• [Task details]
The Goals 2000 text on professional development names the stages that a system-wide effort should improve and integrate. List all of them.

• [Text passage]
..........
A r c h i v e d  I n f o r m a t i o n

Goals 2000

Building Bridges

The Mission & Principles of Professional Development


Professional development plays an essential role in successful education reform. Professional development serves as the bridge between where prospective and experienced educators are now and where they will need to be to meet the new challenges of guiding all students in achieving to higher standards of learning and development.

High-quality professional development as envisioned here refers to rigorous and relevant content, strategies, and organizational supports that ensure the preparation and career-long development of teachers and others whose competence, expectations and actions influence the teaching and learning environment. Both pre- and in-service professional development require partnerships among schools, higher education institutions and other appropriate entities to promote inclusive learning communities of everyone who impacts students and their learning. Those within and outside schools need to work together to bring to bear the ideas, commitment and other resources that will be necessary to address important and complex educational issues in a variety of settings and for a diverse student body.

Equitable access for all educators to such professional development opportunities is imperative. Moreover, professional development works best when it is part of a system wide effort to improve and integrate the recruitment, selection, preparation, initial licensing, induction, ongoing development and support, and advanced certification of educators.

High-quality professional development should incorporate all of the principles stated below. Adequately addressing each of these principles is necessary for a full realization of the potential of individuals, school communities and institutions to improve and excel.

Principles of High-Quality Professional Development

The mission of professional development is to prepare and support educators to help all students achieve to high standards of learning and development.
..........
• [Listed records]
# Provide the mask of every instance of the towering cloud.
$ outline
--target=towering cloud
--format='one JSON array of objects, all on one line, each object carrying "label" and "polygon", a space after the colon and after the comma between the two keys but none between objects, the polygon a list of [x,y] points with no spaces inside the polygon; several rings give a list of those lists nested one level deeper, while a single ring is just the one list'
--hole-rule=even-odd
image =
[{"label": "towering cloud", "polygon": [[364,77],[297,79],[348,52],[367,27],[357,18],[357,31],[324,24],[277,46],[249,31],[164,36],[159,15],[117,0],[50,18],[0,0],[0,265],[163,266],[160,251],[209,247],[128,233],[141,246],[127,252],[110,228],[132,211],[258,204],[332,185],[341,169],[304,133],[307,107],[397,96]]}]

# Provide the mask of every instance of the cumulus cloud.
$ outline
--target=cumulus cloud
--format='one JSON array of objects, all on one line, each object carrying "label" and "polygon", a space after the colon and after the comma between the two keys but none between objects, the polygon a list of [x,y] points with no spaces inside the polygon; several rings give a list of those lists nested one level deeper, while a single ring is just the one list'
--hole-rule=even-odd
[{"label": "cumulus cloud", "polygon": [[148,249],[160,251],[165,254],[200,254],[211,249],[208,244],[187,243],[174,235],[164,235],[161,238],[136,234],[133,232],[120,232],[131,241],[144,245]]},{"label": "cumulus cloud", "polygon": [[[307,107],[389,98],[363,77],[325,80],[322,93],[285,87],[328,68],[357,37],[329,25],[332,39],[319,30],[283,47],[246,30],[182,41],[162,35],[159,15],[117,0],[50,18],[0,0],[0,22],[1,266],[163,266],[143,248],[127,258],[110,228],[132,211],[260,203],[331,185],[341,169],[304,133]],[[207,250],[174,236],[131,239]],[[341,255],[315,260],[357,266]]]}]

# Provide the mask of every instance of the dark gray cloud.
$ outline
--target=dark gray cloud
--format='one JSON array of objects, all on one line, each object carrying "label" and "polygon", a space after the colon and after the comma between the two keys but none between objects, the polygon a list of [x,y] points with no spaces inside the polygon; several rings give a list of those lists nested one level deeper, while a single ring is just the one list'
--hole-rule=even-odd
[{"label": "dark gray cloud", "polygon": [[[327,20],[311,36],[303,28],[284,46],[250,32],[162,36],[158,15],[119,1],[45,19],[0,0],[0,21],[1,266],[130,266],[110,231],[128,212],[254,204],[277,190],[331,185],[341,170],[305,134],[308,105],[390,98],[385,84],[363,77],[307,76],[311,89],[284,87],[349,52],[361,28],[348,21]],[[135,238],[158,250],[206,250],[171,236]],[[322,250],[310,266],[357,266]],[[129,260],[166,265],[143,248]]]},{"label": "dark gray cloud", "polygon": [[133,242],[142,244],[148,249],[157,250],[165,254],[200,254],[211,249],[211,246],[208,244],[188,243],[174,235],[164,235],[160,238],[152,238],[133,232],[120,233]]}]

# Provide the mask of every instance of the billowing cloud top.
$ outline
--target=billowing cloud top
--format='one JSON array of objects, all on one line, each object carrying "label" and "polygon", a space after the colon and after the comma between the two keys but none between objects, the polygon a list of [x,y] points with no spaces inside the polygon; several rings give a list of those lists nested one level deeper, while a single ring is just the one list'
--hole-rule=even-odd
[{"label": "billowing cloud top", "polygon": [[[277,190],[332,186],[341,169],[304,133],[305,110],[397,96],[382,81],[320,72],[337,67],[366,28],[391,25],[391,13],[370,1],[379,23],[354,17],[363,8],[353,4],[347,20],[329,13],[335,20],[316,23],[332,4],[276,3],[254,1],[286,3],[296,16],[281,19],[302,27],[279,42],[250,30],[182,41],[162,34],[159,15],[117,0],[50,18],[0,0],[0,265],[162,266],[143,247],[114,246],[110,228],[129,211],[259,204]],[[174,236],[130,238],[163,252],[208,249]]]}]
..........
• [Answer to the problem]
Recruitment, selection, preparation, initial licensing, induction, ongoing development and support, and advanced certification of educators.